### [Work item]
Nothing in the listing should differ in your copy; retype it all exactly.

### [Source data]
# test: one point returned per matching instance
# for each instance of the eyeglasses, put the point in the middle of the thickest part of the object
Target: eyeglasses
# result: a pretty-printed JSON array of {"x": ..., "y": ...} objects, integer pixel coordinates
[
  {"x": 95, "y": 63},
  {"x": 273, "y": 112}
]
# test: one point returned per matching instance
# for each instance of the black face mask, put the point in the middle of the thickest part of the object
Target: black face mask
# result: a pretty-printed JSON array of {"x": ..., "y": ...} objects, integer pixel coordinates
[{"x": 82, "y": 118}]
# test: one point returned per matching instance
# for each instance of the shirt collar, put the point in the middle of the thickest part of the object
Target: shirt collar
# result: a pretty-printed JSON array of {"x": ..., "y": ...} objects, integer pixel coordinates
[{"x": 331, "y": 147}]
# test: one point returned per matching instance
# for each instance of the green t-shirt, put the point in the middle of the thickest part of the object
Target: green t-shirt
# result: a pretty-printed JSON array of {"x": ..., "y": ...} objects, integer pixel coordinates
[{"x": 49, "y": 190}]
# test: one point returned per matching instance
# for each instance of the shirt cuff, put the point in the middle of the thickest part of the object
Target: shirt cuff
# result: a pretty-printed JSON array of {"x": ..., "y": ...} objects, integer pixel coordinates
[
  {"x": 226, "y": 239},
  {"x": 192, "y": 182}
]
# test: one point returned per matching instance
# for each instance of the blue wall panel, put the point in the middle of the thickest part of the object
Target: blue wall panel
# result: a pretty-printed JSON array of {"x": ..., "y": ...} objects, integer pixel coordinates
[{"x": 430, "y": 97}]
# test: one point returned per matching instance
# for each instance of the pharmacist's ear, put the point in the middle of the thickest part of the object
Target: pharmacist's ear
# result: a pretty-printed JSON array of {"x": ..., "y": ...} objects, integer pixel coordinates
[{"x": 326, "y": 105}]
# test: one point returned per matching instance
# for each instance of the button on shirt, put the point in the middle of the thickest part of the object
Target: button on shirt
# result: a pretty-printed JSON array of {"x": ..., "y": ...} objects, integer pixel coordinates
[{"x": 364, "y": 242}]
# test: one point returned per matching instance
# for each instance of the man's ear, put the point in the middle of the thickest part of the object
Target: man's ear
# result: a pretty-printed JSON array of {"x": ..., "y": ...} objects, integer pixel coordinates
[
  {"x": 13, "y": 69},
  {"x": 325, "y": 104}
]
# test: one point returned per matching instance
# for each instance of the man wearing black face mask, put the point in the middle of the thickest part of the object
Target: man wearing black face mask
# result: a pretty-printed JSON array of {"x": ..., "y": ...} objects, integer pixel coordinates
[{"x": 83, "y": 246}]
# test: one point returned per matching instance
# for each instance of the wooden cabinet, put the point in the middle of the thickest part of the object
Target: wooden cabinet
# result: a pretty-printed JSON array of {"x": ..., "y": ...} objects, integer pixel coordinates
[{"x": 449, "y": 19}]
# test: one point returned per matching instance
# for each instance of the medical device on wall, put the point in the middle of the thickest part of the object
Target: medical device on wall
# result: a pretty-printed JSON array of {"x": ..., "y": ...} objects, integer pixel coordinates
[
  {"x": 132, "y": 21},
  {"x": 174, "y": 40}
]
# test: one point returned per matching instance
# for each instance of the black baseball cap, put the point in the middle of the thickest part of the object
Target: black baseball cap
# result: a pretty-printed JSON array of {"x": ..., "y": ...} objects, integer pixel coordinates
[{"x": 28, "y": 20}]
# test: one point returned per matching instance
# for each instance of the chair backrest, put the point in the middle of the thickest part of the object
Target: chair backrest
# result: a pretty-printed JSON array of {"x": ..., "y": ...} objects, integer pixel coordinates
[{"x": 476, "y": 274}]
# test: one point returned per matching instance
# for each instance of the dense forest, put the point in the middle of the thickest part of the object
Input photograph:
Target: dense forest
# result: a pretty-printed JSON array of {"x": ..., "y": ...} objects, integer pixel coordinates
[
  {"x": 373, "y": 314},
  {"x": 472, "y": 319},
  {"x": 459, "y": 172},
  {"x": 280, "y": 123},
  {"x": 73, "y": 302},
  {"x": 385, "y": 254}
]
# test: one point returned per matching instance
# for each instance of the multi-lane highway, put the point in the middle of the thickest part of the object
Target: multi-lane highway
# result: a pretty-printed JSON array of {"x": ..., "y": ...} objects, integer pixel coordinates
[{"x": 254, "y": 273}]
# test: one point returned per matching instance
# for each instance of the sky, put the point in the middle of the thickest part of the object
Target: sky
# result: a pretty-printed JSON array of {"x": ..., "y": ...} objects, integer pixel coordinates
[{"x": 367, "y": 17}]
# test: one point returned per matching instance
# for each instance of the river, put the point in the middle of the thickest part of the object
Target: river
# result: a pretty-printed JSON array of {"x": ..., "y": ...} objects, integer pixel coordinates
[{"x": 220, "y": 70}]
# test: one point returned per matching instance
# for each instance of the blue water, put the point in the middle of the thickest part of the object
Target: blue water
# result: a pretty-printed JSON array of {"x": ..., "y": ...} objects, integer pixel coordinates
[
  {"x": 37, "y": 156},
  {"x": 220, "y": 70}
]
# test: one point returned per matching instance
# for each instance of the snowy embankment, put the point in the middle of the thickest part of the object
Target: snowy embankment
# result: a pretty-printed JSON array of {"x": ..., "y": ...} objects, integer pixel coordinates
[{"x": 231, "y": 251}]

### [Written answer]
# test: one point returned per matching instance
# for each instance of the eyeglasses, put the point in the middle of the thickest part of the object
Target: eyeglasses
# result: a pretty-printed JSON array of {"x": ..., "y": ...} objects, integer pixel coordinates
[
  {"x": 95, "y": 63},
  {"x": 273, "y": 112}
]
# test: one point returned per matching instance
# for each instance of the black face mask, put the point in the middle of the thickest part of the object
Target: black face mask
# result: a pretty-printed JSON array of {"x": ..., "y": ...} objects, integer pixel coordinates
[{"x": 82, "y": 118}]
# test: one point returned per matching instance
# for each instance of the shirt collar, put the point in the middle of the thickest part of the object
Target: shirt collar
# result: a pretty-printed JSON array of {"x": ..., "y": ...} objects, integer pixel coordinates
[{"x": 331, "y": 147}]
# test: one point returned per matching instance
# for each instance of the green t-shirt, put the point in the middle of the thickest part of the object
Target: green t-shirt
# result: a pretty-printed JSON array of {"x": ..., "y": ...} objects, integer pixel coordinates
[{"x": 49, "y": 190}]
# test: one point returned per matching instance
# for each instance of the shirt cuff, put the point in the middle of the thickest part of the object
Target: shirt cuff
# result: a pretty-printed JSON array of {"x": ..., "y": ...} objects, integer pixel coordinates
[
  {"x": 226, "y": 239},
  {"x": 192, "y": 182}
]
# test: one point returned per matching instance
# for each instance of the blue wall panel, put the point in the middle of the thickest part of the object
Target: blue wall panel
# result: a pretty-printed JSON array of {"x": ..., "y": ...} objects, integer pixel coordinates
[{"x": 430, "y": 97}]
# test: one point returned per matching instance
# for each instance of the pharmacist's ear, put the point in the middle of the thickest part of the object
Target: pharmacist's ear
# result: a pretty-printed JSON array of {"x": ..., "y": ...} objects, integer pixel coordinates
[{"x": 326, "y": 105}]
# test: one point returned per matching instance
# for each instance of the button on shirt, put the point in the middle of the thickest part of the object
Target: button on shirt
# result: a pretty-printed JSON array of {"x": ..., "y": ...} objects, integer pixel coordinates
[{"x": 364, "y": 242}]
# test: one point returned per matching instance
# for each instance of the man's ear, put the point in the middle of the thickest part of the object
Target: man's ear
# result: a pretty-printed JSON array of {"x": ..., "y": ...} objects, integer pixel coordinates
[
  {"x": 13, "y": 69},
  {"x": 325, "y": 104}
]
# test: one point returned per matching instance
# for each instance of the man wearing black face mask, put the point in the middle of the thickest part of the object
Target: man wearing black face mask
# result: a pretty-printed JSON array of {"x": ..., "y": ...} objects, integer pixel coordinates
[{"x": 83, "y": 246}]
# test: one point returned per matching instance
# for each instance of the wooden cabinet, put the point in the middle of the thickest part of the object
Target: wooden cabinet
# result: a pretty-printed JSON array of {"x": ..., "y": ...} objects, integer pixel coordinates
[{"x": 449, "y": 19}]
# test: one point returned per matching instance
# for each instance of the medical device on wall, put the point in the middle of the thickest part of the object
Target: medical device on wall
# result: a pretty-printed JSON array of {"x": ..., "y": ...} objects, integer pixel coordinates
[
  {"x": 132, "y": 21},
  {"x": 174, "y": 40}
]
# test: one point returned per matching instance
# for each instance of the black baseball cap, put the point in the middle of the thickest part of the object
Target: black baseball cap
# result: a pretty-printed JSON array of {"x": ..., "y": ...} objects, integer pixel coordinates
[{"x": 28, "y": 20}]
# test: one point returned per matching instance
# for each instance of the chair backrest, put the point in the middle of the thickest part of the object
Target: chair backrest
# result: a pretty-printed JSON array of {"x": ..., "y": ...} objects, integer pixel coordinates
[{"x": 476, "y": 274}]
# test: one point returned per matching instance
# for each instance of the dense forest, put the point in the middle of the thickest part of the object
Input photograph:
Target: dense forest
# result: a pretty-printed JSON array of {"x": ..., "y": ...} objects, integer pixel coordinates
[
  {"x": 373, "y": 314},
  {"x": 472, "y": 319},
  {"x": 459, "y": 172},
  {"x": 280, "y": 123},
  {"x": 73, "y": 302},
  {"x": 385, "y": 254}
]
# test: one point returned per matching instance
# for each instance of the multi-lane highway, put the point in the middle of the thickest part of the object
Target: multi-lane highway
# result: a pretty-printed JSON array of {"x": ..., "y": ...} objects, integer pixel coordinates
[{"x": 254, "y": 273}]
# test: one point returned per matching instance
# for each instance of the sky, put the point in the middle of the thickest part of the object
Target: sky
# result: a pretty-printed JSON array of {"x": ..., "y": ...} objects, integer pixel coordinates
[{"x": 367, "y": 17}]
# test: one point returned per matching instance
# for each instance of the river, put the point in the middle of the thickest part of the object
Target: river
# result: a pretty-printed JSON array of {"x": ..., "y": ...} objects, integer pixel coordinates
[{"x": 220, "y": 70}]
# test: one point returned per matching instance
# for each instance of the blue water, put the point in the middle of the thickest part of the object
Target: blue water
# result: a pretty-printed JSON array of {"x": ..., "y": ...} objects, integer pixel coordinates
[
  {"x": 37, "y": 156},
  {"x": 220, "y": 70}
]
# test: one point returned per matching instance
# for each instance of the snowy embankment, put the point in the middle of the thickest part of the object
Target: snowy embankment
# result: a pretty-printed JSON array of {"x": ..., "y": ...} objects, integer pixel coordinates
[{"x": 231, "y": 251}]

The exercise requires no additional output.